* Exercise brief *
Locate the line containing "the face in the photo above.", then please write out that line and all the lines below it in the entries exactly.

═══ Entries provided ═══

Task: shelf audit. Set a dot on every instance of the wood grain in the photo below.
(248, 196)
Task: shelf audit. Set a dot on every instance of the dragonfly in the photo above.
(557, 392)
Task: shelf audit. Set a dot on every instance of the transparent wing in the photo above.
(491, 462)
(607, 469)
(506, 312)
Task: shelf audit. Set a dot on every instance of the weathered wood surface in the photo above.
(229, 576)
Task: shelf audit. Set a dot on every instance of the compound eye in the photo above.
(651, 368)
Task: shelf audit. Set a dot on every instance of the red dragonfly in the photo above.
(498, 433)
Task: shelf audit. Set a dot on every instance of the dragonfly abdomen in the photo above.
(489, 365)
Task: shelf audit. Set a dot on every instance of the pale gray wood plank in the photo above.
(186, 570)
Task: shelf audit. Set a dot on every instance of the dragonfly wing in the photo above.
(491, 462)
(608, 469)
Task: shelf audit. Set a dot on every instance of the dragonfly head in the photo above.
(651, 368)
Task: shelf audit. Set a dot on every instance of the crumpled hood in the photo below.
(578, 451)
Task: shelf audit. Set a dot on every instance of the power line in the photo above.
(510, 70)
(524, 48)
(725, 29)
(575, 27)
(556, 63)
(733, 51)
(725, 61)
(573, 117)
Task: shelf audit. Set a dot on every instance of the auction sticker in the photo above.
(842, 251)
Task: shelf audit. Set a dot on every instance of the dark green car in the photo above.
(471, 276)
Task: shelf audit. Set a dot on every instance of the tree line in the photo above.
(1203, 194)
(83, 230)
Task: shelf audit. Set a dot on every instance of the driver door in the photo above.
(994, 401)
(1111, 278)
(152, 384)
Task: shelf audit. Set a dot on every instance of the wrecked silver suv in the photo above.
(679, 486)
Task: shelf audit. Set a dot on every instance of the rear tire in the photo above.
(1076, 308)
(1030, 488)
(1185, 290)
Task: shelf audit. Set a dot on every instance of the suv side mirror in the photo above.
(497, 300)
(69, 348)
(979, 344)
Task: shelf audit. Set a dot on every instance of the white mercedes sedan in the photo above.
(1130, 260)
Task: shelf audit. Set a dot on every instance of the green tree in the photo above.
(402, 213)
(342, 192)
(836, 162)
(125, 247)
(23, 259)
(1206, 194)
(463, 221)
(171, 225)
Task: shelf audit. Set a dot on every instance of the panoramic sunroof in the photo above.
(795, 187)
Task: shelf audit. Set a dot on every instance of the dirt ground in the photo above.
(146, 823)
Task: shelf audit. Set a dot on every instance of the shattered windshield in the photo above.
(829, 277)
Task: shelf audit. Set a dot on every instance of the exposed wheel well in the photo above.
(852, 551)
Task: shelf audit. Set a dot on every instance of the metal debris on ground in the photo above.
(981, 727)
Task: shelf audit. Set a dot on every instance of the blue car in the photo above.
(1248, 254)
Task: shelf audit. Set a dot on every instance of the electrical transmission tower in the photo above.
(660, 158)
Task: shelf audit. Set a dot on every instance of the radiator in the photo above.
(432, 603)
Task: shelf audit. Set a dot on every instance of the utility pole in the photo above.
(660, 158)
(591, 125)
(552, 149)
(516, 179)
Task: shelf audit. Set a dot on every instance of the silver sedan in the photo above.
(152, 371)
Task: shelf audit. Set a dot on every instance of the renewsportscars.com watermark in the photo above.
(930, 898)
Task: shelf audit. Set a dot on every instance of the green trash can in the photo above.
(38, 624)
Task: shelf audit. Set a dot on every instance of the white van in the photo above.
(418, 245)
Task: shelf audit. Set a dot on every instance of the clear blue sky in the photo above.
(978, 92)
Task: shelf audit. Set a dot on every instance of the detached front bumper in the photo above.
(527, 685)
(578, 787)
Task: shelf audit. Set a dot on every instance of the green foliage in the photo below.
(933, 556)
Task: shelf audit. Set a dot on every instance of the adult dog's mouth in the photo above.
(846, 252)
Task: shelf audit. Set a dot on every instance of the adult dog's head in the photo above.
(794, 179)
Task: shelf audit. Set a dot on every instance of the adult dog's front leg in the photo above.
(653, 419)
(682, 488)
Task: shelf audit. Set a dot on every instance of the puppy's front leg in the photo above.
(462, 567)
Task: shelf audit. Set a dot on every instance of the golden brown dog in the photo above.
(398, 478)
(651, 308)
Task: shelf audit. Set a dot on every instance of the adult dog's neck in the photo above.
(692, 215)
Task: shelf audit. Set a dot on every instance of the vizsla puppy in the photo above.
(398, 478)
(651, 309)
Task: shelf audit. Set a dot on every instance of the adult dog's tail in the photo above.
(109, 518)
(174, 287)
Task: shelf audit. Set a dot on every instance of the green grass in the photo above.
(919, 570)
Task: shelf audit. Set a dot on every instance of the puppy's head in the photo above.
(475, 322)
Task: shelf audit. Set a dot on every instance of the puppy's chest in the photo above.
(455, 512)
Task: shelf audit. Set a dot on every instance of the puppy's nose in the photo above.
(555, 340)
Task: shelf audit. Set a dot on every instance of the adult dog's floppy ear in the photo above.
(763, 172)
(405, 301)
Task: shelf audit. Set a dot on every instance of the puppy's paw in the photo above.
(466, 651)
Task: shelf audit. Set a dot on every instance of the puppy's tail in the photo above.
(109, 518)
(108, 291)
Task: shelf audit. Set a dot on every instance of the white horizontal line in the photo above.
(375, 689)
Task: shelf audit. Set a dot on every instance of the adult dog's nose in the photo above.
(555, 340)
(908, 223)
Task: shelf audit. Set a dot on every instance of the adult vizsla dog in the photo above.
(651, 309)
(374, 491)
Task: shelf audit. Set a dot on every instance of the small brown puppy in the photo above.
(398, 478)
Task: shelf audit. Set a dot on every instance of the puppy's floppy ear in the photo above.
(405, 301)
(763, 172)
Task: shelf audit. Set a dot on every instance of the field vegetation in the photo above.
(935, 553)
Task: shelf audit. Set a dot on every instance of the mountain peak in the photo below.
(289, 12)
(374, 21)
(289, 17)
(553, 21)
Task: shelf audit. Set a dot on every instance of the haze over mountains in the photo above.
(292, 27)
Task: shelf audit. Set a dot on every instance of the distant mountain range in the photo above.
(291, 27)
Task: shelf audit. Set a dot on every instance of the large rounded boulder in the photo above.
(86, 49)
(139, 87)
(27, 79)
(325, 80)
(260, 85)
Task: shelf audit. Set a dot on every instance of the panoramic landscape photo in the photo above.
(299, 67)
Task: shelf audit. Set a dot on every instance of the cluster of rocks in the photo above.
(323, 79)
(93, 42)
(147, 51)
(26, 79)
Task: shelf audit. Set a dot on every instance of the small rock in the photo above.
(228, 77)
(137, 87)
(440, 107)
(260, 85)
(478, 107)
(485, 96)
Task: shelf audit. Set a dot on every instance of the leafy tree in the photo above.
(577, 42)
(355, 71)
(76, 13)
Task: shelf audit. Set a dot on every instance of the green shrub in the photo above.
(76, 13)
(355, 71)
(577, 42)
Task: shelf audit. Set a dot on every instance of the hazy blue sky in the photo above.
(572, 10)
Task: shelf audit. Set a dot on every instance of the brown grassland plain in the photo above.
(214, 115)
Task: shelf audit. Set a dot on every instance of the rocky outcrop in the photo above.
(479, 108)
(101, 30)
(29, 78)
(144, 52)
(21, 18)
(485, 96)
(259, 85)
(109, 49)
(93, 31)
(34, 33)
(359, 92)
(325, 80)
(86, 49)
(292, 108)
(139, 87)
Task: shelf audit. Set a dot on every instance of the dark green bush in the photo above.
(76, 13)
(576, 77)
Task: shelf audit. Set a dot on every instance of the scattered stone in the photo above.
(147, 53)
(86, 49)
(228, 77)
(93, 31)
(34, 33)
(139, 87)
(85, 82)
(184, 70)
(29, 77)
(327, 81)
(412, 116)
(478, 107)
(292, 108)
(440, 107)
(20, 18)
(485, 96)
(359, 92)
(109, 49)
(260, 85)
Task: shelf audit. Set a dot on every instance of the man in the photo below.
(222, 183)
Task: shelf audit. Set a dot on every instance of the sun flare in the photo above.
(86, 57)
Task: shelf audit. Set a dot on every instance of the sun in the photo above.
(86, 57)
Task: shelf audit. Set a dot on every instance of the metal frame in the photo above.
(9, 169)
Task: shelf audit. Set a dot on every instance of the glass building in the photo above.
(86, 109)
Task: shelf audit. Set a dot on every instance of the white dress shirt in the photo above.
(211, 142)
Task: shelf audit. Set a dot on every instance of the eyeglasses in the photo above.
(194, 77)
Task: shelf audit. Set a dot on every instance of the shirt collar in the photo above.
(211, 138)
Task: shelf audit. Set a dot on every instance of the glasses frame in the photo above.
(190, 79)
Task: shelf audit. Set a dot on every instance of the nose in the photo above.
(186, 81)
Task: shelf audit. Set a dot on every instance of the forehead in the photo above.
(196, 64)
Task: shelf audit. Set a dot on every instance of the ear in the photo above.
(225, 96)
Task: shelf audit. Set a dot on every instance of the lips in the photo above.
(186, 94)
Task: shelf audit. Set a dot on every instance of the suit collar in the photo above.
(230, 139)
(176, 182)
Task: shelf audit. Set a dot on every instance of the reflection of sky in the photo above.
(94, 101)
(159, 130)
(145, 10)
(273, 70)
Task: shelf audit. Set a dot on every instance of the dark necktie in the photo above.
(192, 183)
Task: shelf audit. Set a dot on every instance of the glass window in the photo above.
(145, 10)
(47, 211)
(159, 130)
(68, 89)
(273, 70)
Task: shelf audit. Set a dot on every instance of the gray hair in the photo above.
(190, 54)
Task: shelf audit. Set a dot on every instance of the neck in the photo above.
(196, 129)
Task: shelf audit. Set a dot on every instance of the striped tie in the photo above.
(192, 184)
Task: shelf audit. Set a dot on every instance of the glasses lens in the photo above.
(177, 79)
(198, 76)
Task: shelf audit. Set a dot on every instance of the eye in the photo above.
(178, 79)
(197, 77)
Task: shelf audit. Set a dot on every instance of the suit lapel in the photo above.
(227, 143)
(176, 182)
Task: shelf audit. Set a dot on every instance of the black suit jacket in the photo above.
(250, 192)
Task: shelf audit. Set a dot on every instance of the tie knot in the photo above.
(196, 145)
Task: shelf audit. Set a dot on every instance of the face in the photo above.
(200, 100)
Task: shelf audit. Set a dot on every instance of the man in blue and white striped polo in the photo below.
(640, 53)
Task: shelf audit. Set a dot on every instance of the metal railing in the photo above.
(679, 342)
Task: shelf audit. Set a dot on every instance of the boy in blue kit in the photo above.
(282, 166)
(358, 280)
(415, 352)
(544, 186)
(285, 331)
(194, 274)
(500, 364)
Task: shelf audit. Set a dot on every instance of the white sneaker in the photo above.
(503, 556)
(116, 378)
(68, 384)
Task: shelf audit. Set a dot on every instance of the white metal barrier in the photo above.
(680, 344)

═══

* Solution to this exercise *
Task: shelf audit. Set a dot on every instance of the face in the photo above.
(200, 100)
Task: shelf audit. Set a dot on every instance of the man in blue and white striped polo in the photo below.
(640, 53)
Task: shelf audit. Set a dot on every instance of the metal railing in the photo above.
(679, 342)
Task: shelf audit. Set a dot on every instance of the boy in blue kit in the photo above.
(282, 166)
(358, 280)
(415, 352)
(544, 186)
(285, 331)
(194, 274)
(500, 364)
Task: shelf audit. Set a dot on every instance of the white sneaker in the photo above.
(503, 556)
(116, 378)
(68, 384)
Task: shelf audit. Set a dot on every instance of the white metal barrier in the photo above.
(680, 344)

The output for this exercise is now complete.